------ Raw data ------
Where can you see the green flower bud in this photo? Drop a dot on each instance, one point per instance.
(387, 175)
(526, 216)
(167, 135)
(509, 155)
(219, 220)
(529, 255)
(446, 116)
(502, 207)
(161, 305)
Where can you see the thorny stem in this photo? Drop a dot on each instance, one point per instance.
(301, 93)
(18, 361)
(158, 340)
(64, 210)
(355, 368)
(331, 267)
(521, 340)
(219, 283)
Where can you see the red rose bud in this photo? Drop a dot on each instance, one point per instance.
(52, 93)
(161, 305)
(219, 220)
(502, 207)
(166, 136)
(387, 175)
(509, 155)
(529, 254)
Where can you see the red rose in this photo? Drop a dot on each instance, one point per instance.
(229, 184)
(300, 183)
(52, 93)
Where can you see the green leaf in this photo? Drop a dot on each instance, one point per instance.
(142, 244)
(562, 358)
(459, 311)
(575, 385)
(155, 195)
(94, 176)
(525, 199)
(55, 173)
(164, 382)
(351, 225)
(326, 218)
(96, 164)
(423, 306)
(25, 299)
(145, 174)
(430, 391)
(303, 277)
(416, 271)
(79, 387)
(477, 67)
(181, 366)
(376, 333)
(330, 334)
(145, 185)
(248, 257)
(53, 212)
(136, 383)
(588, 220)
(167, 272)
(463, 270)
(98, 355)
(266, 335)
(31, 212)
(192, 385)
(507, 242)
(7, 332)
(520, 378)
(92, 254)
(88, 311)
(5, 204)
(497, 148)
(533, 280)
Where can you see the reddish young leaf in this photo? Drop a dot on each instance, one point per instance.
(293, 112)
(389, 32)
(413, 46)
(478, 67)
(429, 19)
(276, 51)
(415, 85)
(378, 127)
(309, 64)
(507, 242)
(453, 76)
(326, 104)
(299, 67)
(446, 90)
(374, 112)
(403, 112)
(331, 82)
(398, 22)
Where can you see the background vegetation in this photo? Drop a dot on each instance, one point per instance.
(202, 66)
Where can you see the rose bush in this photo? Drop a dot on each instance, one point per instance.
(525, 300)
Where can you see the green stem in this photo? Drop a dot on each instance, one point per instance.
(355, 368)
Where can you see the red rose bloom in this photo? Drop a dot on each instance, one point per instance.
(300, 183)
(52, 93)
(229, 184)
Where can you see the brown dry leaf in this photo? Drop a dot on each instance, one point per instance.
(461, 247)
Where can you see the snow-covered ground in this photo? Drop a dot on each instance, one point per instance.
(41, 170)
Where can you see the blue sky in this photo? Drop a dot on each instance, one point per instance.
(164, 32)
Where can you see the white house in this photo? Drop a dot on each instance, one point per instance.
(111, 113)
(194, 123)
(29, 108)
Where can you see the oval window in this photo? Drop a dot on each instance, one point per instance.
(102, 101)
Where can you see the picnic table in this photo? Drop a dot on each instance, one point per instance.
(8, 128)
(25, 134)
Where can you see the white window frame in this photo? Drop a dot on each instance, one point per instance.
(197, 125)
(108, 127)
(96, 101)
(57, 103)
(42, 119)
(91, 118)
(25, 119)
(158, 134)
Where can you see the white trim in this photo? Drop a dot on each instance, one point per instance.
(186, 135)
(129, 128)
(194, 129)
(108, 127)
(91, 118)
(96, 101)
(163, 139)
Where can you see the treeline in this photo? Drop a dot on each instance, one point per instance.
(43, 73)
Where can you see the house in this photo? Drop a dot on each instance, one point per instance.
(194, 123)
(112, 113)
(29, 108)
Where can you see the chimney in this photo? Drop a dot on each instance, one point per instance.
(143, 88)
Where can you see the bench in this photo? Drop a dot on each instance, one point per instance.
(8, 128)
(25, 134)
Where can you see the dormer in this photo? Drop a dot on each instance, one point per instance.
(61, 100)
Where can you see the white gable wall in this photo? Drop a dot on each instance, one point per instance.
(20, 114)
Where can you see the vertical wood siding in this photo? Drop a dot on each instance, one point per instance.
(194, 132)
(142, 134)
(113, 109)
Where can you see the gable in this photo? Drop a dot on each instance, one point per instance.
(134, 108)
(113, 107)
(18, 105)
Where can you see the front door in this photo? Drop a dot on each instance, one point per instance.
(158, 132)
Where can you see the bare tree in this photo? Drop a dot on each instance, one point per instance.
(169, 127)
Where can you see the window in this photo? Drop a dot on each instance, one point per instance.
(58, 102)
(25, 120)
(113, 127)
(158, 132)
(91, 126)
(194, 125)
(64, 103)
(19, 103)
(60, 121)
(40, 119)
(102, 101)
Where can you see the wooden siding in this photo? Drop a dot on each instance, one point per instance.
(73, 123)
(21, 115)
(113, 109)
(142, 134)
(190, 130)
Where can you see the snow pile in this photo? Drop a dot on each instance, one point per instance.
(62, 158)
------
_What you should do:_ Put everything from the line containing "Where can you see the wooden" down to the end of the entries into a numbered list, leaving out any blank lines.

_Written answer:_
1. Where can you see the wooden siding in this photo? Drop a dot on each instance, one point per instance.
2. (73, 123)
3. (21, 115)
4. (113, 109)
5. (142, 134)
6. (190, 130)
7. Where can you see the snow pile in this photo? Drop a dot on each instance, one point per instance.
8. (62, 158)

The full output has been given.